■ **What the task requires**
In the records below, find the line containing "Could you please spot the light"; copy exactly that line and all lines after it to the end, and nothing else.

------ Excerpted data

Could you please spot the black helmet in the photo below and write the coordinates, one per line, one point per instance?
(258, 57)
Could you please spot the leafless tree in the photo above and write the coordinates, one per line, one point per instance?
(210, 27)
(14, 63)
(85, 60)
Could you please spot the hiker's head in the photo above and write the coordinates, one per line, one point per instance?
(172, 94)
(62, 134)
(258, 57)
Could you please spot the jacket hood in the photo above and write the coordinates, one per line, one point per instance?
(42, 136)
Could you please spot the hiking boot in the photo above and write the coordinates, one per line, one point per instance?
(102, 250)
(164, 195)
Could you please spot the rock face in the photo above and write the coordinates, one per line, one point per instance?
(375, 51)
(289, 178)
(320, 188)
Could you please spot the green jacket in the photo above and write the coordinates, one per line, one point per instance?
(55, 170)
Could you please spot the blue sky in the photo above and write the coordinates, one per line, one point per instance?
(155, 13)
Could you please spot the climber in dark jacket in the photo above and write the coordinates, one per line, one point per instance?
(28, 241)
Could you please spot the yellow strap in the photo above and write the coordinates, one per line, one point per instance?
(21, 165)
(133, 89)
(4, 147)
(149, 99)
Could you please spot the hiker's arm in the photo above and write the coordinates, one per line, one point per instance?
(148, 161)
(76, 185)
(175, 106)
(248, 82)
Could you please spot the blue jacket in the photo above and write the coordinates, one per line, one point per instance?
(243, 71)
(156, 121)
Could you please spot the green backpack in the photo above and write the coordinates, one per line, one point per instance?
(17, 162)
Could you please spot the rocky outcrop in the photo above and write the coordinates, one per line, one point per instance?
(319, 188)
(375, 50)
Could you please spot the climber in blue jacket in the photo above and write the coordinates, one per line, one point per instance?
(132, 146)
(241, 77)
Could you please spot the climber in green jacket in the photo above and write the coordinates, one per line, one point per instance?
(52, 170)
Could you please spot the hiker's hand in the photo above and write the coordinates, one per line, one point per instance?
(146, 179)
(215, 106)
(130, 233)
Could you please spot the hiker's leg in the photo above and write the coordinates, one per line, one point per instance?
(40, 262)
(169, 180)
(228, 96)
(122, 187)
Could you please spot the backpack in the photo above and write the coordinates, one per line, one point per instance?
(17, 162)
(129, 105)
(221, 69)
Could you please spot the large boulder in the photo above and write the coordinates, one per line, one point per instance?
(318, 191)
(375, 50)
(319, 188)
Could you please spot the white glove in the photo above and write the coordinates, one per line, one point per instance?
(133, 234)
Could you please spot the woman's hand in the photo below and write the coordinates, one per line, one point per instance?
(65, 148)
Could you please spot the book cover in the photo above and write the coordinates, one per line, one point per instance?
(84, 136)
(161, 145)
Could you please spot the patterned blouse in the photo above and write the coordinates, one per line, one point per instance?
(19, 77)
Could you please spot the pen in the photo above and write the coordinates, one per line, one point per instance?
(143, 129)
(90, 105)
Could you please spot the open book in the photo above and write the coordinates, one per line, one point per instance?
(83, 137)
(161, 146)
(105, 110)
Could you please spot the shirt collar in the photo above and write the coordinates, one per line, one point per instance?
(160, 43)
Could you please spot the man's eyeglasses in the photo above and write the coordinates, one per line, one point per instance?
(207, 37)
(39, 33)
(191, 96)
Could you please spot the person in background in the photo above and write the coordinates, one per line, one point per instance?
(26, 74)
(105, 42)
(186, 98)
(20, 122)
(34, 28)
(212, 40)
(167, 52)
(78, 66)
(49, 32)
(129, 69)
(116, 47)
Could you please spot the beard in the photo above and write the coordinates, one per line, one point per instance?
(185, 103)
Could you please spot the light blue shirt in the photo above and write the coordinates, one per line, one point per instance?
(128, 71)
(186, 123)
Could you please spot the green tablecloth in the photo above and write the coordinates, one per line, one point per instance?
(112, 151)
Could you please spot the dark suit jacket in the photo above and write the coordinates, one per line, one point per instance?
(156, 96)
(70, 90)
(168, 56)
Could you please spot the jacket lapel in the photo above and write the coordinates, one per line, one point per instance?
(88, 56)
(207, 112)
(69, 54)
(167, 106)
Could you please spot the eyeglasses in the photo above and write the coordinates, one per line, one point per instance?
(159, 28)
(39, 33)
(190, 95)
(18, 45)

------------

■ **Answer to the exercise**
Could you please spot the light blue shirt in the photo above and write the coordinates, one per line, one point per instance?
(128, 71)
(186, 123)
Could you please spot the green tablecloth in the photo above and write the coordinates, one per line, one point per instance?
(112, 151)
Could you please spot the dark suit jacket in the photo above and write the coordinates, one per line, one point per instance?
(156, 96)
(70, 90)
(168, 56)
Could you please spot the jacket lapel in the photo above and write the coordinates, one per line, one point per instance?
(88, 56)
(207, 112)
(69, 54)
(167, 106)
Could you please spot the eyeglasses in the photo above and write the coordinates, one per line, one point per instance?
(159, 28)
(39, 33)
(190, 95)
(18, 45)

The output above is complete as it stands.